#### [INSTRUCTIONS FOR THE TASK]
Copy the text on realtime WebSocket events from "Connect to wss://realtime.camb.ai/v1/realtime." up to and including "this initial event." without changing a word.

#### [QUOTED TEXT]

-------

Realtime WebSocket events

The Realtime WebSocket API creates a real-time speech translation session over a single WebSocket connection. The client sends a session configuration first, then streams microphone audio with JSON events that contain base64-encoded audio. The server responds with session lifecycle events, transcripts, translated text, and translated audio. For the interactive WebSocket playground, see Realtime (WebSocket).

Endpoint

GET /v1/realtime?model=lilac
Host: realtime.camb.ai
x-api-key: <YOUR_API_KEY>

The request upgrades to a WebSocket connection. The model query parameter is optional.

Model	Notes
`lilac`	Default model.
`violet`	Supported realtime model.
`iris`	Supported realtime model.
`orchid`	Supported realtime model.

If session.update.session.model is omitted, the server uses the model query parameter. If both are omitted, the server uses lilac.

Session lifecycle

Open the WebSocket

Connect to wss://realtime.camb.ai/v1/realtime. Send your API key in the x-api-key request header when your WebSocket client supports custom headers.

Send `session.update` first

The first WebSocket message must be a JSON session.update event. The server waits up to 10 seconds for this initial event.

Wait for session activation

After authorization and activation, the server sends session.created, followed by session.updated.

Stream microphone audio

Send base64-encoded audio chunks with input_audio_buffer.append. The server forwards decoded audio bytes into the realtime pipeline.

Read realtime output

The server emits completed input transcripts, translated text deltas, final translated text, translated audio chunks, and audio completion events.

Only text WebSocket messages are parsed as realtime events. Binary messages and Pong frames are ignored. Ping frames receive Pong replies.

-------

#### [EXTRACTED INFORMATION]

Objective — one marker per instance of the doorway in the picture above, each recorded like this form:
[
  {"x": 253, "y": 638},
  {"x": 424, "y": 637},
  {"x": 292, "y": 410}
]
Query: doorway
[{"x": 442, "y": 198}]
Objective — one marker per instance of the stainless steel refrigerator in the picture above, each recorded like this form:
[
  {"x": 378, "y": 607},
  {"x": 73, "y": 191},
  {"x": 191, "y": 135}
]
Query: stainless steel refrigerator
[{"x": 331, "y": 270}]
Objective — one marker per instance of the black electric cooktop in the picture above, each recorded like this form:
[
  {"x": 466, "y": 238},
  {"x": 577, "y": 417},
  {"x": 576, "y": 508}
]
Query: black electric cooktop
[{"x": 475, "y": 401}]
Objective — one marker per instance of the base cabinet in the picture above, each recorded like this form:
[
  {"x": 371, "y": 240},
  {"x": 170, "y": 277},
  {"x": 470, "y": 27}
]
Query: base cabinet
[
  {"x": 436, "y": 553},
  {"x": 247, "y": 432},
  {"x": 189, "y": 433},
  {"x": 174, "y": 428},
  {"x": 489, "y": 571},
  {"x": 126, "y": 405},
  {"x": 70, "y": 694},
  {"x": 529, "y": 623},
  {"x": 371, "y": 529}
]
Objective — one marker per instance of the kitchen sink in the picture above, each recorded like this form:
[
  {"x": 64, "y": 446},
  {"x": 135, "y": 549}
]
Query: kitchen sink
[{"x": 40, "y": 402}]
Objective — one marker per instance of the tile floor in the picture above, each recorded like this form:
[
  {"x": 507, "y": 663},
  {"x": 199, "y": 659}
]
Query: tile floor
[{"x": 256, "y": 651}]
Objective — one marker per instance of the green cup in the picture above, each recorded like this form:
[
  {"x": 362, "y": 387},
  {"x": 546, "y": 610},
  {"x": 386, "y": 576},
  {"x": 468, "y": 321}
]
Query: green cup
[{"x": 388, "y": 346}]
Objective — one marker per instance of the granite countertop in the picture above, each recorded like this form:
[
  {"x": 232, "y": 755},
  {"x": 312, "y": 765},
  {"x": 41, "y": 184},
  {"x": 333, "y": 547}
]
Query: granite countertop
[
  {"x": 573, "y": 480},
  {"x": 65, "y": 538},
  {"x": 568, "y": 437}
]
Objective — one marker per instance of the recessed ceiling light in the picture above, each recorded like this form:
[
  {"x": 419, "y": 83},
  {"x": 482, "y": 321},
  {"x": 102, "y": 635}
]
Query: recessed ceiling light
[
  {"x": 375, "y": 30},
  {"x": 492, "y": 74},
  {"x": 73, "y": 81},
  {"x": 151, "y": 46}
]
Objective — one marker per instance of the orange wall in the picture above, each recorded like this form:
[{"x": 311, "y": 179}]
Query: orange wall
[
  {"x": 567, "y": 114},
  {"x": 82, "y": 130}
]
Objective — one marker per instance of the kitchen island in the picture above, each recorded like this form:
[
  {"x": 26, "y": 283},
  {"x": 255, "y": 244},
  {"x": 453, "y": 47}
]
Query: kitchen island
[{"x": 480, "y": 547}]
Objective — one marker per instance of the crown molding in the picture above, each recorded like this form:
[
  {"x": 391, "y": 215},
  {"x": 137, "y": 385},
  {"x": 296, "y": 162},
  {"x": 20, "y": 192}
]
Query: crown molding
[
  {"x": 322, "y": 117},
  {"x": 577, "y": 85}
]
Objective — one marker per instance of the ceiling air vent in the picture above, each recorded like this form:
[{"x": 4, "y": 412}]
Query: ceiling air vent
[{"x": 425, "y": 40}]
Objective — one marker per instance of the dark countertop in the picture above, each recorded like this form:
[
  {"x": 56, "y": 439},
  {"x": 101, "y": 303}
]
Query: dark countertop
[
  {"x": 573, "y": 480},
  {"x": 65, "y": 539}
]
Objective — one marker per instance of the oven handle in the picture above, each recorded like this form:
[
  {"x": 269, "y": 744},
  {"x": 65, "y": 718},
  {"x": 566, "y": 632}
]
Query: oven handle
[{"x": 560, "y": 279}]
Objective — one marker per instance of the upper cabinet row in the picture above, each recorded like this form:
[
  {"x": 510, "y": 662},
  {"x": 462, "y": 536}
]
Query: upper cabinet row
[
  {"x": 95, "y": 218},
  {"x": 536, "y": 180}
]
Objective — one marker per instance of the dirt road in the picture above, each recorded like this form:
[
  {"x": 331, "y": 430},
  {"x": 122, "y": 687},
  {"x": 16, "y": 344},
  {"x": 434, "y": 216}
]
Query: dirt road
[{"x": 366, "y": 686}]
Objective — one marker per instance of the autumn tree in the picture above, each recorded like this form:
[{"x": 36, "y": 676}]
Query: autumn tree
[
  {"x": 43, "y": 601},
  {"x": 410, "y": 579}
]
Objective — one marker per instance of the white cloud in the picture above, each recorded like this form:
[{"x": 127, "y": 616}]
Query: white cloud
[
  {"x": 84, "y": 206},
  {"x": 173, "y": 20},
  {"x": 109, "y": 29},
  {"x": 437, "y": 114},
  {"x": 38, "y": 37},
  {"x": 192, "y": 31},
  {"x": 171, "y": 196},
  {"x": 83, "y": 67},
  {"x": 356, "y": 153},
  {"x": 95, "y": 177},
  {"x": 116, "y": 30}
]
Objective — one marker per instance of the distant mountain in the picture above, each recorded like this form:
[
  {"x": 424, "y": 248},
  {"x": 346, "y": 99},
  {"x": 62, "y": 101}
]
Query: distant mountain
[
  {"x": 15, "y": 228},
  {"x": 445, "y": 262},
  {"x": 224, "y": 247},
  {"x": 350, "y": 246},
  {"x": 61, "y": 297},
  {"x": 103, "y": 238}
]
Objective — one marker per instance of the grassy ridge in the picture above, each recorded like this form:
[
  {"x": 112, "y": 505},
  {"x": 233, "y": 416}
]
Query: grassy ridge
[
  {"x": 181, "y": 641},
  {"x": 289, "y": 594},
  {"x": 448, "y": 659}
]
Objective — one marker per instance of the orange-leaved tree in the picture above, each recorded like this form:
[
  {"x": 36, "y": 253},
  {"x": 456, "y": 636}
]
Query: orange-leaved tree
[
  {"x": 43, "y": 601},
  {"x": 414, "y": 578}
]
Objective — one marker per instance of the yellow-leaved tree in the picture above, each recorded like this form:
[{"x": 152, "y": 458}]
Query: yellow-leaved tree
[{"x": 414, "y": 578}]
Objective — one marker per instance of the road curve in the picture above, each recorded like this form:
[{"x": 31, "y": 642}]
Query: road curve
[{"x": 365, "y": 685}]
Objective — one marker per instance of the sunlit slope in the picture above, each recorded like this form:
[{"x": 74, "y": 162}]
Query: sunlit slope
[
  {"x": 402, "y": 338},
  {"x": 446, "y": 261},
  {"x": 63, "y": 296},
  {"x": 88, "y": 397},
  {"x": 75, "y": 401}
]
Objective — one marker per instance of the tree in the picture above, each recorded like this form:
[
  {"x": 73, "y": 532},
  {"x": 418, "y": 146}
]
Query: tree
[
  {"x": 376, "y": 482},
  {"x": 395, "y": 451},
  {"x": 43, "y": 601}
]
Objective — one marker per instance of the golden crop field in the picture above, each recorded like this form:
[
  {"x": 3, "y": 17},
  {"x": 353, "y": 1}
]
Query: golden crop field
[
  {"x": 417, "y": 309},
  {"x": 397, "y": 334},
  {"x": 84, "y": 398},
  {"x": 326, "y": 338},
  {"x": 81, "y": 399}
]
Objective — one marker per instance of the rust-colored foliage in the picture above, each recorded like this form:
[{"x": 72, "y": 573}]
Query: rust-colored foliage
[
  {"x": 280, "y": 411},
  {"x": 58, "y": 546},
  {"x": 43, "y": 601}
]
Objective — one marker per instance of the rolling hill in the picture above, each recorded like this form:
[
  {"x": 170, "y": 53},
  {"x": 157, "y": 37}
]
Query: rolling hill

-------

#### [REPLY]
Connect to wss://realtime.camb.ai/v1/realtime. Send your API key in the x-api-key request header when your WebSocket client supports custom headers.

Send `session.update` first

The first WebSocket message must be a JSON session.update event. The server waits up to 10 seconds for this initial event.